Point-per-instance localization data:
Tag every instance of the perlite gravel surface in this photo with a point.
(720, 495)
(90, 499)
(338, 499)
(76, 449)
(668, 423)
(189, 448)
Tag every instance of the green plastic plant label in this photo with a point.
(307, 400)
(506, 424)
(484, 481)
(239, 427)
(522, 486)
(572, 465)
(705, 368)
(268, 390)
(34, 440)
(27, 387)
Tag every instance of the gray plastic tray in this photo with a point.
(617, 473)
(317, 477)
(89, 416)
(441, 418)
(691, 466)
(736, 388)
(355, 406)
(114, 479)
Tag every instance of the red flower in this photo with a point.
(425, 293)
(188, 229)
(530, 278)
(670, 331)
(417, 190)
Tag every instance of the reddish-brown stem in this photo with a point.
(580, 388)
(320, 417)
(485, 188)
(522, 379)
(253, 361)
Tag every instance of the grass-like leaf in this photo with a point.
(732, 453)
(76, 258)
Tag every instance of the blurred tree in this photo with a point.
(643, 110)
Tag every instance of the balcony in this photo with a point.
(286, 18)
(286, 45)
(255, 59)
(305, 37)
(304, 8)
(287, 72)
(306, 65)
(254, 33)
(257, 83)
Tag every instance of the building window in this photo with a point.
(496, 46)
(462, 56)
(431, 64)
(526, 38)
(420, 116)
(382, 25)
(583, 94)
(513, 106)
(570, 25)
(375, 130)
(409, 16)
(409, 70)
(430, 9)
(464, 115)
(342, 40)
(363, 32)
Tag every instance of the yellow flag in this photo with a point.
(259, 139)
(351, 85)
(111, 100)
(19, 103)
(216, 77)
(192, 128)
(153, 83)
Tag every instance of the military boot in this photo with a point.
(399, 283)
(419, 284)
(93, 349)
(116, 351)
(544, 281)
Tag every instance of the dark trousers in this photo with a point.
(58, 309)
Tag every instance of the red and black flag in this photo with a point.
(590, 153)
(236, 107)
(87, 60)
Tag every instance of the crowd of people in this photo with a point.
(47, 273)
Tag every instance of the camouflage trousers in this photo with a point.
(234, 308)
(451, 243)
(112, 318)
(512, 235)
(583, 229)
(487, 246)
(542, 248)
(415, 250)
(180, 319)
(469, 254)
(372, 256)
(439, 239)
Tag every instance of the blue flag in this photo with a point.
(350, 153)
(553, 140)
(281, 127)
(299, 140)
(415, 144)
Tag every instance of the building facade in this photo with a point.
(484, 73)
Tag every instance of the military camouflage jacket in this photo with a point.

Problem details: Your answer must be the records themselves, output again exactly.

Expected answer:
Tag every instance of the perlite gravel surface in this photo with a point.
(720, 495)
(90, 499)
(338, 499)
(76, 449)
(668, 423)
(189, 448)
Tag every instance of the green plastic plant label in this photo with a point.
(307, 400)
(506, 424)
(484, 481)
(239, 427)
(522, 486)
(572, 465)
(705, 368)
(268, 390)
(34, 440)
(27, 387)
Tag every instance of the gray plastic tray in this photo with a point.
(617, 473)
(317, 477)
(89, 416)
(441, 418)
(691, 466)
(736, 388)
(355, 406)
(114, 479)
Tag every instance of the red flower in this photo with a point.
(425, 293)
(188, 229)
(530, 278)
(670, 331)
(417, 190)
Tag every instance of the reddish-brown stem in this photo with a point.
(580, 388)
(320, 417)
(485, 188)
(522, 379)
(253, 361)
Tag every instance of the grass-like leaf in this photo with a point.
(732, 453)
(76, 258)
Tag every instance of the blurred tree in this photo with a point.
(643, 110)
Tag every instance of the balcony in this photo with a point.
(286, 18)
(286, 45)
(255, 59)
(305, 37)
(304, 8)
(287, 72)
(306, 65)
(254, 33)
(257, 83)
Tag every instance of the building window in this photo with a point.
(496, 46)
(462, 56)
(431, 64)
(526, 38)
(420, 116)
(382, 25)
(583, 94)
(513, 106)
(570, 25)
(375, 130)
(409, 16)
(409, 70)
(430, 9)
(464, 115)
(342, 40)
(363, 32)
Tag every instance of the yellow flag in this photo with a point.
(259, 139)
(351, 85)
(111, 100)
(19, 103)
(216, 77)
(192, 128)
(153, 83)
Tag every instance of the military boot in this photo with a point.
(399, 283)
(419, 284)
(93, 349)
(116, 351)
(544, 281)
Tag every instance of the dark trousers in this photo with a point.
(58, 309)
Tag every instance of the red and black flag in this photo with a point.
(590, 153)
(236, 107)
(87, 60)
Tag every instance of the crowd of people in this photo with a point.
(47, 273)
Tag every instance of the camouflage trousers in this photo with a point.
(234, 308)
(451, 243)
(112, 318)
(512, 235)
(583, 229)
(487, 246)
(542, 248)
(415, 250)
(180, 319)
(469, 254)
(372, 256)
(439, 239)
Tag every instance of the blue flag in this photo with a point.
(350, 153)
(553, 140)
(281, 127)
(299, 140)
(415, 144)
Tag every instance of the building facade in this photo with a point.
(484, 73)
Tag every instance of the military camouflage jacket in this photo with a point.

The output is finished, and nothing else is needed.